=== Begin Enclosure ===

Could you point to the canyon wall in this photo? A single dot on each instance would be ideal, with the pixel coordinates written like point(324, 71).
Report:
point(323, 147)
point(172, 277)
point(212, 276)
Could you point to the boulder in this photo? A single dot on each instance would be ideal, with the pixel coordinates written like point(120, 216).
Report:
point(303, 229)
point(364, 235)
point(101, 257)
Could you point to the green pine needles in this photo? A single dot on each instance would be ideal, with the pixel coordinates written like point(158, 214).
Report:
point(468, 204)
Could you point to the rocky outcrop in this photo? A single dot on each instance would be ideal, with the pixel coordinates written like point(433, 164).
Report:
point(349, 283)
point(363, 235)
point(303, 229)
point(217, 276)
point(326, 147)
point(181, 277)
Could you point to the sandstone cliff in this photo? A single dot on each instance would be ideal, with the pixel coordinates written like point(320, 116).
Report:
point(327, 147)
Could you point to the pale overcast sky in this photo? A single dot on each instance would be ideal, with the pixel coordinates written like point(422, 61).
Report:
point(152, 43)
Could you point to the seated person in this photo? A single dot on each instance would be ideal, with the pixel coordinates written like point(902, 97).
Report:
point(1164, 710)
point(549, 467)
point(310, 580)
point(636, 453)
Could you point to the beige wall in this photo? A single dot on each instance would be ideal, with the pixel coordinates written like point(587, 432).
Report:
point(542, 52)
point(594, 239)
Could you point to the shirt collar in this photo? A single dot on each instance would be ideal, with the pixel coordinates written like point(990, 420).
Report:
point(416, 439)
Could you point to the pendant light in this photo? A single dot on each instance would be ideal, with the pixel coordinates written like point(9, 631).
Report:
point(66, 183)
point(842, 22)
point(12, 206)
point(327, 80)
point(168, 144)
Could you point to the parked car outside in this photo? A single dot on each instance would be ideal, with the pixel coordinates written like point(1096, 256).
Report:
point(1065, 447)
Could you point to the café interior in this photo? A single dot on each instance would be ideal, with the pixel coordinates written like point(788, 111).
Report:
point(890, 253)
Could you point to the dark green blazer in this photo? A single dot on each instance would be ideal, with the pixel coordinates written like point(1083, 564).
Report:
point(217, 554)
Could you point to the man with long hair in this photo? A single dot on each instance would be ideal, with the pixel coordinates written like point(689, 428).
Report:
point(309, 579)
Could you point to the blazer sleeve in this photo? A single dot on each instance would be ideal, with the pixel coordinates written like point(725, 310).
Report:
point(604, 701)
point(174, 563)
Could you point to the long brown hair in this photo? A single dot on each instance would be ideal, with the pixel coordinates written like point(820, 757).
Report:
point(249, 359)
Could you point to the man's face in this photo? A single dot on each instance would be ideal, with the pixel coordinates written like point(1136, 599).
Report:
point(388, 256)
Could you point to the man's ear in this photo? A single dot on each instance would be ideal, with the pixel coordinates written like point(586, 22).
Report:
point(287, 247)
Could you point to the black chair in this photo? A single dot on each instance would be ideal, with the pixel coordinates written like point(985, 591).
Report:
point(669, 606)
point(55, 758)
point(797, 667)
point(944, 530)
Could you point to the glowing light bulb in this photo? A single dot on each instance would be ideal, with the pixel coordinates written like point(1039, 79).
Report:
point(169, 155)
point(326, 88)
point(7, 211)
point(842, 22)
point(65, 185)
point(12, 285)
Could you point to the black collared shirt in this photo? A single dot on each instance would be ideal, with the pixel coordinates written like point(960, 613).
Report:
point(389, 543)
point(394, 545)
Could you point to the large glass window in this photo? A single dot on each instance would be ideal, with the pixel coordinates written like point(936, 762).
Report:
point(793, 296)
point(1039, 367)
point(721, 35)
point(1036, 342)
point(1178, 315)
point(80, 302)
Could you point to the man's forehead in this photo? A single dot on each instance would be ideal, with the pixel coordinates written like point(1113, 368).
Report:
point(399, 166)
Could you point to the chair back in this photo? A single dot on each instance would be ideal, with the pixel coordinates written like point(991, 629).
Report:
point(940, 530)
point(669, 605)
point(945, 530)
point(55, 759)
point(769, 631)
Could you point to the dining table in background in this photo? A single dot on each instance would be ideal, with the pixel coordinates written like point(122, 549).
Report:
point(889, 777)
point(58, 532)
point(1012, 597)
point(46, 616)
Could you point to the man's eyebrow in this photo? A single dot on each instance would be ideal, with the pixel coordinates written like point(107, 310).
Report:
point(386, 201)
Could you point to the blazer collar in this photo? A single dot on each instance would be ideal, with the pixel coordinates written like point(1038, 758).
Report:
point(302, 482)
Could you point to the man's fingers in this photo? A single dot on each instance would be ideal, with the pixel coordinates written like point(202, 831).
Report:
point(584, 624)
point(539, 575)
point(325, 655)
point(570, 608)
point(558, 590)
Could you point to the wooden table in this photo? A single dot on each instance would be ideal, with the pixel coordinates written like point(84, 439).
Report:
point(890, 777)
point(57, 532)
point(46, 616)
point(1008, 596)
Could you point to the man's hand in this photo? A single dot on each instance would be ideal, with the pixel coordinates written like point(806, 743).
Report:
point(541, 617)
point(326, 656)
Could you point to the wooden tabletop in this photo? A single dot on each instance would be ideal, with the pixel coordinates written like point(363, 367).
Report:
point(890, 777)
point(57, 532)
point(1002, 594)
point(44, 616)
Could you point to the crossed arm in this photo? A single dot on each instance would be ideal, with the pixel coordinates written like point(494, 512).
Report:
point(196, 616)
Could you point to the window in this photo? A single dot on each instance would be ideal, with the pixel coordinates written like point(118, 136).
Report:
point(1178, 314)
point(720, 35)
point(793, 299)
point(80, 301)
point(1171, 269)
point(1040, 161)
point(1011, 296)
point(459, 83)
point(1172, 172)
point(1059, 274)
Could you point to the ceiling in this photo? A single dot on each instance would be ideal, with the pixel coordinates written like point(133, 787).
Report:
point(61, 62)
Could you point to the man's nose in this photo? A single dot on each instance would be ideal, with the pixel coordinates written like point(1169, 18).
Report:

=== End Enclosure ===

▶ Work task
Up to and including the last line of the data, copy each line exactly, starting with the line that contains "Could you point to the man's nose".

▶ Problem solution
Could you point to the man's nose in this photo? A single dot on each instance would be ideal, with the pixel coordinates written like point(1169, 18).
Report:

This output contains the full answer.